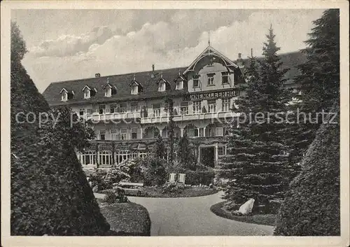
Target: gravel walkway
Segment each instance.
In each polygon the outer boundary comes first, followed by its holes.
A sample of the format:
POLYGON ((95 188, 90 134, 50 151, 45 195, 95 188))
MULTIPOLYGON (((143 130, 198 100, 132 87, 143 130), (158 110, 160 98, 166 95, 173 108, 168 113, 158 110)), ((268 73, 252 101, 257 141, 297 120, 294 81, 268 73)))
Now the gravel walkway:
POLYGON ((198 197, 128 197, 146 207, 152 221, 151 236, 272 235, 273 227, 248 224, 216 216, 210 206, 223 201, 222 192, 198 197))

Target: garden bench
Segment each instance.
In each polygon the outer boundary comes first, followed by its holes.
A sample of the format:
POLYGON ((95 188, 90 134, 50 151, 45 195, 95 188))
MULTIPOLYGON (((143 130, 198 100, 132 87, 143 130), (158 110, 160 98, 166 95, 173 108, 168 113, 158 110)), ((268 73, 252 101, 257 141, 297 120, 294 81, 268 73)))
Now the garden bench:
POLYGON ((120 182, 119 185, 121 187, 144 187, 144 183, 130 183, 130 182, 120 182))
POLYGON ((136 196, 140 196, 141 195, 141 190, 139 189, 130 189, 130 188, 125 188, 124 189, 125 191, 125 194, 127 195, 136 195, 136 196))

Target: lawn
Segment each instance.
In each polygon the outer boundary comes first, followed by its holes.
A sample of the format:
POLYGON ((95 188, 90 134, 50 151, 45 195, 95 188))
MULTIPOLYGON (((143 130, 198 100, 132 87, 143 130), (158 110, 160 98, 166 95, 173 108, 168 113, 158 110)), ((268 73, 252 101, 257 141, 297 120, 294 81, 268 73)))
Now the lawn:
POLYGON ((275 214, 255 214, 252 216, 233 216, 230 211, 224 209, 223 206, 226 202, 221 202, 210 207, 210 211, 216 216, 227 219, 245 222, 246 223, 254 223, 258 225, 267 225, 275 226, 275 214))
POLYGON ((185 187, 183 190, 178 192, 162 193, 162 187, 145 186, 142 188, 145 197, 194 197, 215 194, 218 192, 216 188, 209 187, 185 187))
POLYGON ((149 213, 143 206, 132 202, 111 205, 100 202, 99 207, 111 225, 111 235, 150 235, 149 213))

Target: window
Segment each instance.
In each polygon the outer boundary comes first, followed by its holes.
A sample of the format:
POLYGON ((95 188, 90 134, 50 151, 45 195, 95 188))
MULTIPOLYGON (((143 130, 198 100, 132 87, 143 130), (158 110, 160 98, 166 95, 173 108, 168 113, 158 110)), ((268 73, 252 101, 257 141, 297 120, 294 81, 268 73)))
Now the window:
POLYGON ((127 129, 120 129, 120 139, 122 140, 127 139, 127 129))
POLYGON ((85 113, 85 108, 81 108, 81 109, 79 110, 79 115, 80 117, 83 116, 85 113))
POLYGON ((126 113, 127 112, 127 102, 119 104, 119 110, 120 113, 126 113))
POLYGON ((111 113, 115 113, 117 112, 117 104, 112 104, 109 105, 109 111, 111 113))
POLYGON ((223 111, 230 111, 231 99, 222 99, 221 101, 223 102, 223 111))
POLYGON ((66 92, 63 92, 61 96, 61 100, 62 101, 66 101, 68 100, 68 94, 66 92))
POLYGON ((106 113, 106 105, 99 106, 99 114, 106 113))
POLYGON ((193 113, 200 113, 202 112, 202 101, 193 101, 193 113))
POLYGON ((112 164, 112 152, 111 150, 99 151, 99 157, 102 165, 112 164))
POLYGON ((221 81, 223 84, 229 84, 228 82, 228 72, 221 73, 221 81))
POLYGON ((99 139, 106 140, 106 130, 99 131, 99 139))
POLYGON ((132 128, 132 139, 137 139, 137 128, 132 128))
POLYGON ((214 85, 214 75, 215 73, 208 73, 208 85, 212 86, 214 85))
POLYGON ((181 102, 180 113, 181 115, 188 114, 188 102, 181 102))
POLYGON ((153 128, 153 137, 157 138, 160 135, 159 129, 156 127, 153 128))
POLYGON ((215 128, 215 136, 223 136, 223 128, 222 127, 217 127, 215 128))
POLYGON ((96 152, 85 151, 81 155, 81 164, 96 164, 96 152))
POLYGON ((218 155, 226 155, 226 147, 218 147, 218 155))
POLYGON ((137 85, 134 84, 132 86, 132 94, 137 94, 139 93, 139 87, 137 85))
POLYGON ((188 135, 190 137, 198 137, 199 134, 198 129, 197 128, 190 128, 188 129, 188 135))
POLYGON ((110 97, 112 96, 112 89, 111 87, 106 87, 106 92, 104 92, 104 96, 106 97, 110 97))
POLYGON ((208 100, 208 111, 209 113, 215 113, 216 111, 216 100, 208 100))
POLYGON ((132 112, 139 111, 139 103, 132 102, 130 105, 131 105, 131 110, 132 112))
POLYGON ((90 98, 90 90, 87 88, 84 91, 84 99, 90 98))
POLYGON ((153 104, 153 117, 159 117, 160 115, 160 104, 153 104))
POLYGON ((116 129, 111 129, 111 139, 118 140, 118 130, 116 129))
POLYGON ((198 87, 200 86, 200 76, 196 75, 193 76, 193 87, 198 87))
POLYGON ((161 81, 159 83, 158 85, 158 91, 159 92, 164 92, 165 91, 165 83, 164 81, 161 81))
POLYGON ((183 80, 179 80, 176 82, 176 90, 179 90, 183 88, 183 80))

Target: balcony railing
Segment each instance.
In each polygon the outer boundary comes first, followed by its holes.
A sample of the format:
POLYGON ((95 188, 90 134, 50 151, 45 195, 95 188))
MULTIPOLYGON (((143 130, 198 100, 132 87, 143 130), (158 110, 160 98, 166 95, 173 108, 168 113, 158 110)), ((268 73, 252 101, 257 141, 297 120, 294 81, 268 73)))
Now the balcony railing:
POLYGON ((139 119, 141 118, 140 112, 126 112, 126 113, 94 113, 87 115, 88 120, 93 121, 102 120, 116 120, 123 119, 139 119))
MULTIPOLYGON (((176 115, 174 116, 174 122, 188 121, 188 120, 202 120, 206 119, 213 118, 230 118, 237 117, 237 113, 231 111, 222 111, 216 113, 200 113, 192 114, 176 115)), ((88 115, 86 118, 92 121, 103 121, 103 120, 137 120, 139 123, 152 124, 169 122, 169 115, 160 115, 154 116, 151 114, 148 117, 142 117, 140 112, 126 112, 126 113, 104 113, 98 114, 94 113, 88 115)))

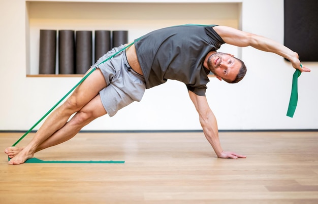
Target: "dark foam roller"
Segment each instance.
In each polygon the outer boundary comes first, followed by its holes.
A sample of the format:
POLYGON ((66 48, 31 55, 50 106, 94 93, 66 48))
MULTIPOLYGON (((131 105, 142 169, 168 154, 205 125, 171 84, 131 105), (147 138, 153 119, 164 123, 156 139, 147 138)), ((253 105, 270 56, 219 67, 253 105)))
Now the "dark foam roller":
POLYGON ((76 65, 77 74, 83 74, 92 64, 92 31, 76 31, 76 65))
POLYGON ((128 30, 113 31, 113 48, 120 46, 128 43, 128 30))
POLYGON ((95 31, 95 62, 111 49, 110 31, 95 31))
POLYGON ((74 30, 58 31, 58 73, 60 74, 75 73, 74 33, 74 30))
POLYGON ((40 30, 39 73, 55 73, 56 57, 56 30, 40 30))

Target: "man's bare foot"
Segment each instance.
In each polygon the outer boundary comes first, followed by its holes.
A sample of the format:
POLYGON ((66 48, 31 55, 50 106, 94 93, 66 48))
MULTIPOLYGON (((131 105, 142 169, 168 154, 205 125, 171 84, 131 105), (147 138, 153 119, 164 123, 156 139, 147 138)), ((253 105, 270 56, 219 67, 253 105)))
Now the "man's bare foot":
POLYGON ((8 154, 10 158, 12 158, 24 148, 24 147, 9 147, 5 150, 5 153, 8 154))
POLYGON ((15 156, 11 159, 8 164, 9 165, 20 165, 24 163, 27 159, 33 157, 34 153, 31 153, 30 151, 23 148, 15 156))

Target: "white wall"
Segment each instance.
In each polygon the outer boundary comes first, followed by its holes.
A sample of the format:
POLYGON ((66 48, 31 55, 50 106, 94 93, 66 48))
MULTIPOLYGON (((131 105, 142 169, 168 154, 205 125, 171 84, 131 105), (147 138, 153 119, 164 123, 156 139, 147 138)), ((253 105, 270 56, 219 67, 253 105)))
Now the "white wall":
MULTIPOLYGON (((241 2, 243 30, 283 43, 283 0, 241 2)), ((80 79, 26 77, 30 63, 27 56, 36 51, 29 51, 25 11, 24 0, 0 1, 0 130, 28 129, 80 79)), ((207 97, 219 129, 318 129, 318 63, 303 63, 312 72, 299 78, 298 105, 291 118, 285 116, 294 71, 290 64, 280 56, 252 48, 242 48, 240 55, 248 68, 242 81, 229 85, 212 77, 208 84, 207 97)), ((184 85, 172 80, 147 90, 141 102, 115 116, 102 117, 83 129, 200 129, 184 85)))

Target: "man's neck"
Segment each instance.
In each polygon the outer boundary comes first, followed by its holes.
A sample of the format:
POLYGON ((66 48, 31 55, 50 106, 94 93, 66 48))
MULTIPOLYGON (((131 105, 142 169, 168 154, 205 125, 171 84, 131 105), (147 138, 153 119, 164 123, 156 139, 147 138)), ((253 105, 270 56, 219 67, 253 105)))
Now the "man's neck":
POLYGON ((208 70, 210 70, 209 69, 209 66, 208 66, 208 60, 209 59, 209 57, 210 57, 211 55, 213 55, 214 53, 216 53, 215 51, 211 51, 205 57, 205 59, 204 59, 204 61, 203 62, 203 66, 205 67, 208 70))

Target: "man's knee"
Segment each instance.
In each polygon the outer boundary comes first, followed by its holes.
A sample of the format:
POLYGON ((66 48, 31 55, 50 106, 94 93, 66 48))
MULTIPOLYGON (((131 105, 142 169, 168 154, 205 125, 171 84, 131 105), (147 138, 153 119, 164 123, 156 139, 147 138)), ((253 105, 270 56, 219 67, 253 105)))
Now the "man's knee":
POLYGON ((73 121, 76 125, 86 125, 94 119, 92 112, 81 112, 76 113, 73 118, 73 121))
POLYGON ((66 100, 62 106, 63 111, 70 111, 72 113, 78 111, 82 108, 77 102, 76 98, 72 96, 66 100))

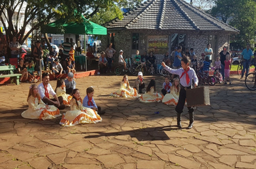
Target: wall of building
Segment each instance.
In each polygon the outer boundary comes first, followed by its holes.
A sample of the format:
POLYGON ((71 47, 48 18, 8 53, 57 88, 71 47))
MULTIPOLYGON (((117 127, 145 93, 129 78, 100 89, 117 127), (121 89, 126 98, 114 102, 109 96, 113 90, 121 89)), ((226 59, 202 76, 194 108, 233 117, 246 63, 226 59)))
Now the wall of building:
MULTIPOLYGON (((212 44, 214 54, 213 61, 215 60, 215 57, 222 50, 224 46, 229 44, 229 34, 227 32, 171 32, 167 31, 158 30, 147 30, 147 31, 116 31, 109 32, 108 33, 115 33, 114 37, 114 47, 116 50, 115 54, 115 62, 118 62, 118 52, 120 49, 124 51, 124 57, 127 58, 132 57, 135 54, 136 50, 132 49, 132 33, 140 34, 140 52, 142 54, 144 51, 147 49, 147 37, 150 35, 168 35, 170 36, 174 33, 186 34, 186 38, 185 42, 185 47, 187 48, 193 48, 196 54, 201 57, 201 54, 204 52, 206 44, 208 43, 212 44)), ((106 49, 108 37, 106 36, 101 40, 101 49, 106 49)), ((170 44, 170 42, 169 42, 170 44)), ((157 64, 160 64, 163 61, 164 53, 155 54, 157 58, 157 64)))

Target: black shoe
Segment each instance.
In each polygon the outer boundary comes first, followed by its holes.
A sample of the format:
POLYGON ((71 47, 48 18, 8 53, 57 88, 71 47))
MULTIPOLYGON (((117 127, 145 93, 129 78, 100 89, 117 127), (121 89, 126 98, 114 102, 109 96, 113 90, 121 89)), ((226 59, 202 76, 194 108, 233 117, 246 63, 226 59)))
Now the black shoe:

§ §

**TASK OBJECTIVE:**
Locate the line that contains "Target: black shoe". Repeat it and every line after it, up to and including the final line, exactly.

**THE OUTPUT:**
Target: black shoe
Segment each instance.
In each polygon the outer boundary comes first, followed by its holes.
A sample of the format:
POLYGON ((71 47, 48 18, 8 53, 57 88, 71 47))
MULTIPOLYGON (((117 127, 145 93, 129 78, 100 89, 117 127), (121 89, 126 98, 114 102, 109 96, 113 90, 121 89)), ((226 59, 202 76, 194 108, 233 117, 246 63, 226 59)))
Now the black shoe:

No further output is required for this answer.